:: Work instruction ::
If a picture appears among the records, leave it out and set down everything else exactly as it stands.

:: Task material ::

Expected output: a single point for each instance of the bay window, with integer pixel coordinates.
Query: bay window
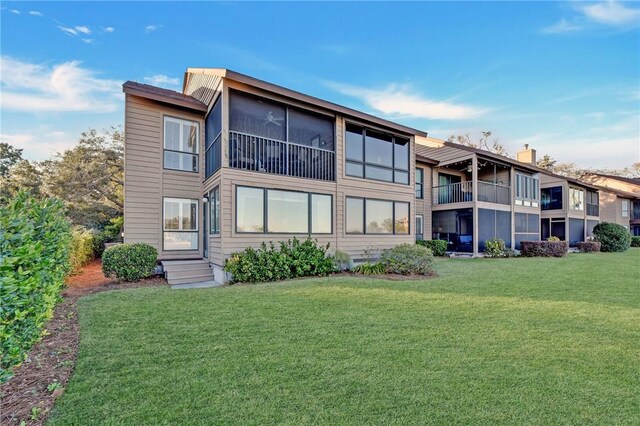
(375, 155)
(274, 211)
(181, 140)
(180, 224)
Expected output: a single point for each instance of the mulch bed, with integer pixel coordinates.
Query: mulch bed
(31, 393)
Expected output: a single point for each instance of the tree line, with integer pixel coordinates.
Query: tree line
(89, 178)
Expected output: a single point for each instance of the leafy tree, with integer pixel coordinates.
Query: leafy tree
(89, 178)
(483, 143)
(8, 157)
(21, 176)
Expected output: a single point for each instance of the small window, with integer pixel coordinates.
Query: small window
(181, 141)
(214, 211)
(287, 212)
(401, 218)
(625, 208)
(419, 227)
(419, 183)
(180, 224)
(249, 210)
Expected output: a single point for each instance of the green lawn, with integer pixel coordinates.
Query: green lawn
(512, 341)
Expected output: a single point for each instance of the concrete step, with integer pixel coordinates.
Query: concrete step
(192, 278)
(203, 284)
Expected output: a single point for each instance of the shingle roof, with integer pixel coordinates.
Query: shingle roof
(163, 95)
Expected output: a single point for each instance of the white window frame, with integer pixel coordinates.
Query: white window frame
(180, 229)
(625, 208)
(181, 122)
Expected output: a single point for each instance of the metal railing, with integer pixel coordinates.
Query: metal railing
(260, 154)
(453, 193)
(494, 193)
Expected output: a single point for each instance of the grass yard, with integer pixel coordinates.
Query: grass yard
(512, 341)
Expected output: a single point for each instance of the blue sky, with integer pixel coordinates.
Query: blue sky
(561, 76)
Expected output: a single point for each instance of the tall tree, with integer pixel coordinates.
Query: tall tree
(8, 157)
(89, 178)
(483, 143)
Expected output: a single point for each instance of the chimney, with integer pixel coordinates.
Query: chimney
(526, 155)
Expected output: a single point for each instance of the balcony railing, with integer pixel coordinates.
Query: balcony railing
(494, 193)
(249, 152)
(453, 193)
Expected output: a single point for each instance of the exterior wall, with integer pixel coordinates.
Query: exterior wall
(146, 182)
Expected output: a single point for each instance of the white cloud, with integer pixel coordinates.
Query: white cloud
(562, 26)
(83, 29)
(611, 13)
(67, 30)
(400, 100)
(162, 80)
(62, 87)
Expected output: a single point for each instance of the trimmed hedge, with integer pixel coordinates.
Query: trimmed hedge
(34, 260)
(589, 246)
(437, 247)
(292, 259)
(612, 236)
(129, 262)
(407, 259)
(543, 248)
(81, 248)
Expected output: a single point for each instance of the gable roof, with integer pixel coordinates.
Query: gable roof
(633, 181)
(298, 96)
(163, 95)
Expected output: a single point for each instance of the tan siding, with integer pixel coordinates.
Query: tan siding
(146, 183)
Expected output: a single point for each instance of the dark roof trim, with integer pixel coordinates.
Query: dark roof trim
(423, 159)
(633, 181)
(163, 95)
(292, 94)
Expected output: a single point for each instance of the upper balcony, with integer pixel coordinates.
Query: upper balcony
(455, 183)
(249, 152)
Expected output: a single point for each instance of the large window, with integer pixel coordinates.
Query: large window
(180, 224)
(214, 211)
(180, 144)
(419, 182)
(527, 189)
(576, 199)
(551, 198)
(371, 216)
(283, 212)
(375, 155)
(213, 137)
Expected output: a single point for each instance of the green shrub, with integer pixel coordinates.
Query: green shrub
(612, 236)
(129, 262)
(109, 234)
(341, 260)
(589, 246)
(291, 259)
(368, 268)
(81, 248)
(34, 260)
(495, 247)
(408, 259)
(438, 247)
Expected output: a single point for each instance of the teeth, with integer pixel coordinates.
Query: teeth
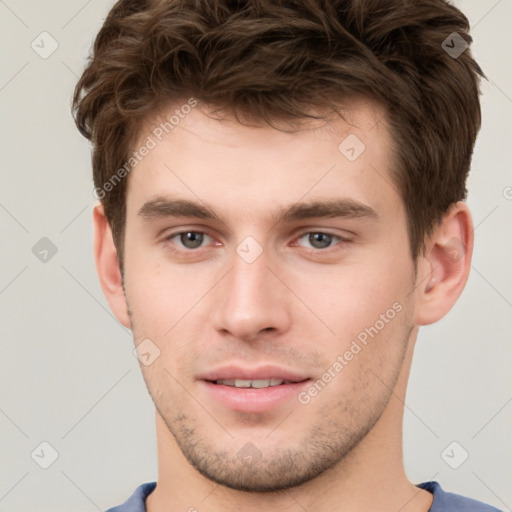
(256, 383)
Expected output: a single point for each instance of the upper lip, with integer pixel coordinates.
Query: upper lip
(258, 373)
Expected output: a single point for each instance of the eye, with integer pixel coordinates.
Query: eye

:: Response ::
Expected output: a single point for each instance of the bay window, with integer pixel coordinates.
Query: bay window
(375, 155)
(274, 211)
(181, 140)
(180, 224)
Expected output: a single point for each instance of the mulch bed, with integer pixel coordinates.
Query: mulch bed
(31, 393)
Expected output: a single point for each instance of the tree line, with integer pixel coordinates.
Query: tree line
(89, 178)
Expected output: a single point for each instance of the leafy tree, with integer pixel coordinates.
Query: leafy tree
(89, 178)
(483, 143)
(8, 157)
(21, 176)
Expected output: a single point for each instance of the small window, with integer pixel coordinates.
Query: small window
(181, 141)
(214, 211)
(287, 212)
(401, 218)
(625, 208)
(419, 227)
(419, 183)
(180, 224)
(249, 210)
Expected output: a single point for each instance of the green lawn, with integer pixel coordinates.
Query: green lawn
(512, 341)
Expected output: a single point for each instance of the concrete step, with integer pixel coordinates.
Query: concrete step
(192, 278)
(203, 284)
Expected output: a single point for each instance of the shingle roof, with integer pixel coordinates.
Query: shingle roof
(163, 95)
Expected output: a single point for each instance of the white window frame, with integer pixel coordinates.
Query: white window frame
(180, 229)
(625, 208)
(181, 122)
Expected output: a single point for each instance of the metal railing, with integer pixel coordinates.
Query: metal railing
(260, 154)
(453, 193)
(494, 193)
Expected output: a single point for each instance of the grass yard, with integer pixel coordinates.
Query: grass yard
(512, 341)
Expected output: a single point for each instance of the blue sky, with integer pixel coordinates.
Query: blue sky
(561, 76)
Expected output: a single point for each instance of the tall tree, with integer pixel coordinates.
Query: tall tree
(8, 157)
(89, 178)
(483, 143)
Expected output: a single point for each instance of the chimney, with integer pixel coordinates.
Query: chimney
(526, 155)
Expected output: a single point for each instance of the balcony railing, with integer pixel coordinates.
Query: balcony railing
(494, 193)
(249, 152)
(453, 193)
Expected output: a single point for each instance of the exterior wall, with integer pixel coordinates.
Query: exterior wall
(146, 182)
Expected output: a single point for each instance of the white cloud, with integer pixel coordinates.
Query: white cloud
(562, 26)
(83, 29)
(611, 13)
(67, 30)
(400, 100)
(162, 80)
(62, 87)
Expected output: a single point for each instance of the trimmed hedge, with integer pixel coordinates.
Query: trimmed hedge
(34, 260)
(589, 246)
(437, 247)
(292, 259)
(612, 236)
(129, 262)
(407, 259)
(543, 248)
(81, 248)
Expected output: a single point for each instance of the gable roof, with integer pixel coordinates.
Query: gable roof
(633, 181)
(298, 96)
(163, 95)
Expected output: a single point for each instance of the tan siding, with integer pixel coordinates.
Query: tan siding
(146, 183)
Expected output: a single point for each instance of the dark roof trim, with integer pixel coordinates.
Query: dark roof trim
(423, 159)
(633, 181)
(163, 95)
(292, 94)
Expected output: a single point for each instance of the upper balcony, with integer pixel coordinates.
Query: upper balcony
(455, 183)
(249, 152)
Expected output: a single point for each instance of the large window, with integer pixel coordinates.
Query: large window
(180, 224)
(214, 211)
(180, 144)
(419, 182)
(527, 189)
(576, 199)
(551, 198)
(371, 216)
(283, 212)
(375, 155)
(213, 137)
Expected output: a single point for each instance of the green shrub, with integer pixel coordinates.
Query: green shrub
(612, 236)
(129, 262)
(109, 234)
(341, 260)
(589, 246)
(291, 259)
(368, 268)
(81, 248)
(34, 260)
(495, 247)
(408, 259)
(438, 247)
Expected output: a single point for each instance of the teeth, with integer pixel coordinates.
Query: teeth
(256, 383)
Expected output: a single point for each instance of the upper lip, with integer pixel coordinates.
Query: upper lip
(258, 373)
Expected output: a single point for each instance of the eye, with integer pixel coordinates.
Query: eye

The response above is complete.